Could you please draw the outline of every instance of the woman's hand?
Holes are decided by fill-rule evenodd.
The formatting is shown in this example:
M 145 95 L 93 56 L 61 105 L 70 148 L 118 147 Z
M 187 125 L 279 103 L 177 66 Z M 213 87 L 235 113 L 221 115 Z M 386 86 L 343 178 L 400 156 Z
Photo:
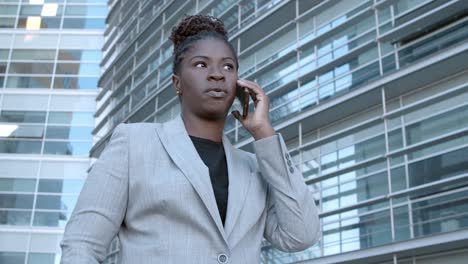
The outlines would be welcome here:
M 241 122 L 255 140 L 275 135 L 269 116 L 270 99 L 263 89 L 257 83 L 247 80 L 237 80 L 237 84 L 245 89 L 246 96 L 252 98 L 255 109 L 245 118 L 243 117 L 245 115 L 241 115 L 239 111 L 233 111 L 232 115 Z

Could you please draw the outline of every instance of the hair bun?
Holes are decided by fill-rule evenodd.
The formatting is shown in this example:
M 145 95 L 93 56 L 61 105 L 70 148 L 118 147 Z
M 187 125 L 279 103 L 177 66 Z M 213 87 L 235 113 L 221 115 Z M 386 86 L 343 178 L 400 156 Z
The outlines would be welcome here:
M 216 32 L 227 38 L 224 23 L 220 19 L 206 15 L 186 15 L 177 26 L 172 28 L 169 39 L 174 43 L 174 50 L 188 37 L 200 32 Z

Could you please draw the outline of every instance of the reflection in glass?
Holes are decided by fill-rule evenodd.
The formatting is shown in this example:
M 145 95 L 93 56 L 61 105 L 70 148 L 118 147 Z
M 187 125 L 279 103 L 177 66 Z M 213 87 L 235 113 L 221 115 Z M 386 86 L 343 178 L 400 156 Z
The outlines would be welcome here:
M 0 225 L 22 225 L 29 226 L 31 211 L 24 210 L 0 210 Z M 3 262 L 0 262 L 3 263 Z
M 8 76 L 5 88 L 50 88 L 50 77 Z
M 104 18 L 64 18 L 63 28 L 70 29 L 104 29 Z
M 24 263 L 25 258 L 26 253 L 0 251 L 0 263 Z
M 56 74 L 97 75 L 99 64 L 96 63 L 57 63 Z
M 100 50 L 59 50 L 58 60 L 61 61 L 100 61 Z
M 88 156 L 91 142 L 53 142 L 46 141 L 44 154 Z
M 98 77 L 58 77 L 54 79 L 55 89 L 97 89 Z
M 44 123 L 44 111 L 1 111 L 0 122 L 7 123 Z
M 43 195 L 38 194 L 36 209 L 72 211 L 75 208 L 77 195 Z
M 38 192 L 80 193 L 83 180 L 40 179 Z
M 468 105 L 432 116 L 406 128 L 409 145 L 468 127 Z
M 34 192 L 35 188 L 33 179 L 0 178 L 0 192 Z
M 0 208 L 32 209 L 34 195 L 0 193 Z
M 49 112 L 49 124 L 93 125 L 92 112 Z
M 14 49 L 11 54 L 12 60 L 54 60 L 55 50 L 20 50 Z
M 411 163 L 408 166 L 410 187 L 467 173 L 467 160 L 468 148 L 463 148 Z
M 66 212 L 41 212 L 34 213 L 34 226 L 65 227 L 69 215 Z
M 468 227 L 467 191 L 415 202 L 412 208 L 416 237 Z
M 39 154 L 41 141 L 0 140 L 0 153 Z
M 29 252 L 29 255 L 28 255 L 28 264 L 55 264 L 55 263 L 58 263 L 59 261 L 60 261 L 60 256 L 54 253 Z

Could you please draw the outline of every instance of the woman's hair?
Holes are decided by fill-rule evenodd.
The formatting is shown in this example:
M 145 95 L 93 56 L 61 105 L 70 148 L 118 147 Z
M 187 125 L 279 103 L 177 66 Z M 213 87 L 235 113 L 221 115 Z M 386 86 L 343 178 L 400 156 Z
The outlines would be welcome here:
M 217 38 L 223 40 L 231 49 L 236 68 L 239 68 L 236 51 L 228 40 L 224 23 L 220 19 L 212 16 L 193 15 L 185 16 L 178 25 L 172 28 L 169 39 L 174 43 L 174 62 L 172 72 L 179 72 L 179 65 L 184 59 L 185 53 L 192 47 L 197 40 Z

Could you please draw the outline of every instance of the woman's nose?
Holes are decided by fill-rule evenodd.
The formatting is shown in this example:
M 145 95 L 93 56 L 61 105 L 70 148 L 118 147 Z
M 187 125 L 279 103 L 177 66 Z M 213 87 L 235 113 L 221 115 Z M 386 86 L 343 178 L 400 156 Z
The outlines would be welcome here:
M 208 74 L 208 80 L 224 80 L 224 74 L 218 67 L 211 67 Z

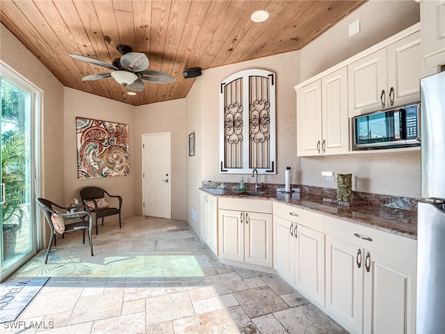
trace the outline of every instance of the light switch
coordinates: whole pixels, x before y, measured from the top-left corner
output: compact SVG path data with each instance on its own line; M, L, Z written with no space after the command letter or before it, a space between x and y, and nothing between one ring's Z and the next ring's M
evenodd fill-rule
M349 24L349 37L360 31L360 20L357 19Z

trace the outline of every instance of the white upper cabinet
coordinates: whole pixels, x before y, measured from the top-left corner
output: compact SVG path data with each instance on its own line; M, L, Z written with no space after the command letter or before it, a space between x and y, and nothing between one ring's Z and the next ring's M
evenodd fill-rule
M299 157L348 152L346 67L297 90L297 136Z
M445 1L423 1L420 8L424 77L437 73L439 66L445 65Z
M297 90L297 156L321 154L321 80Z
M246 70L220 86L220 173L276 174L275 74Z
M348 65L349 117L420 100L417 31Z
M348 73L343 67L321 79L321 122L323 154L349 150Z
M419 23L296 86L297 156L362 153L350 118L419 102L421 59Z

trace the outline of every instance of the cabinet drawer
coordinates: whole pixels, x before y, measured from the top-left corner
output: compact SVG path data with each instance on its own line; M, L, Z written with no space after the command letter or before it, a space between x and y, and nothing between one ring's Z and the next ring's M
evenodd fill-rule
M416 266L416 240L332 217L325 216L324 221L326 235Z
M227 210L272 213L272 202L268 200L248 200L220 197L218 201L218 206L220 209Z
M323 216L291 205L273 202L273 214L316 231L324 232Z

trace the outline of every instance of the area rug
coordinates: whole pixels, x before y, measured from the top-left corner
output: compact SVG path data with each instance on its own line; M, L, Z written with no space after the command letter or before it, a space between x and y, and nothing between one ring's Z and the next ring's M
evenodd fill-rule
M35 277L0 284L0 324L15 321L49 279Z

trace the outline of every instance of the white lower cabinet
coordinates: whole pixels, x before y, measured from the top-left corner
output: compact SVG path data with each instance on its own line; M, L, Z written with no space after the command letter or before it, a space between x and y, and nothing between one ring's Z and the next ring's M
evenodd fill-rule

■ Problem:
Rewrite the data between the lines holding "the hair bun?" and "M 29 252 L 29", inclusive, with the requests kept in place and every outline coordinate in the answers scaled by 0.75 and rounded to a whole number, halves rounding up. Leave the numbers in the requests and their format samples as they are.

■ Final result:
Could you please draw the outline of every instance of the hair bun?
Holes are decided by fill-rule evenodd.
The formatting is shown in this example:
M 145 95 L 93 56 L 61 105 L 70 148 L 118 147 Z
M 187 125 L 279 103 L 177 66 Z M 213 87 L 235 113 L 221 115 Z M 386 86 L 343 178 L 400 156 Z
The outlines would be welcome here:
M 162 24 L 170 29 L 168 17 L 165 14 L 155 11 L 140 11 L 133 20 L 129 21 L 127 29 L 131 32 L 131 38 L 141 28 L 150 24 Z

Could you please draw the outline of every instance of the reflection in glass?
Holes are decided by fill-rule evenodd.
The formatting is shown in this example:
M 145 95 L 93 56 L 61 105 L 70 148 L 118 147 Z
M 187 125 L 279 103 L 177 66 Z M 213 87 L 235 113 L 221 115 Z M 386 86 L 343 178 L 400 156 Z
The outlines would be welcome here:
M 0 169 L 17 169 L 22 170 L 23 158 L 18 158 L 0 158 Z M 2 197 L 0 197 L 2 197 Z
M 6 57 L 4 66 L 38 66 L 38 58 Z
M 78 14 L 48 14 L 47 21 L 53 22 L 78 22 Z
M 18 197 L 19 194 L 20 190 L 0 188 L 0 197 Z
M 42 56 L 73 56 L 74 48 L 72 47 L 43 47 Z
M 75 38 L 44 38 L 44 45 L 46 46 L 75 46 Z
M 66 117 L 68 107 L 40 107 L 35 106 L 33 116 Z
M 74 58 L 44 58 L 41 59 L 41 67 L 73 67 Z
M 33 92 L 33 83 L 1 83 L 0 92 L 5 92 Z
M 32 146 L 29 146 L 27 157 L 54 158 L 56 156 L 58 146 Z
M 29 144 L 60 145 L 62 135 L 30 134 Z
M 351 79 L 324 87 L 305 96 L 307 109 L 351 95 Z
M 26 144 L 26 141 L 25 134 L 0 134 L 0 144 Z
M 0 156 L 24 157 L 26 146 L 0 145 Z
M 37 84 L 37 93 L 70 94 L 69 84 Z
M 11 37 L 8 41 L 9 45 L 41 45 L 41 38 L 15 38 Z
M 308 122 L 306 125 L 308 140 L 350 130 L 350 120 L 351 111 L 347 111 Z
M 50 159 L 31 159 L 26 160 L 26 170 L 49 170 L 52 161 Z
M 351 170 L 350 143 L 311 152 L 309 156 L 312 178 Z
M 29 116 L 31 106 L 0 105 L 0 115 Z
M 22 189 L 22 191 L 21 191 L 21 198 L 41 198 L 41 197 L 44 197 L 44 196 L 45 196 L 45 192 L 41 190 Z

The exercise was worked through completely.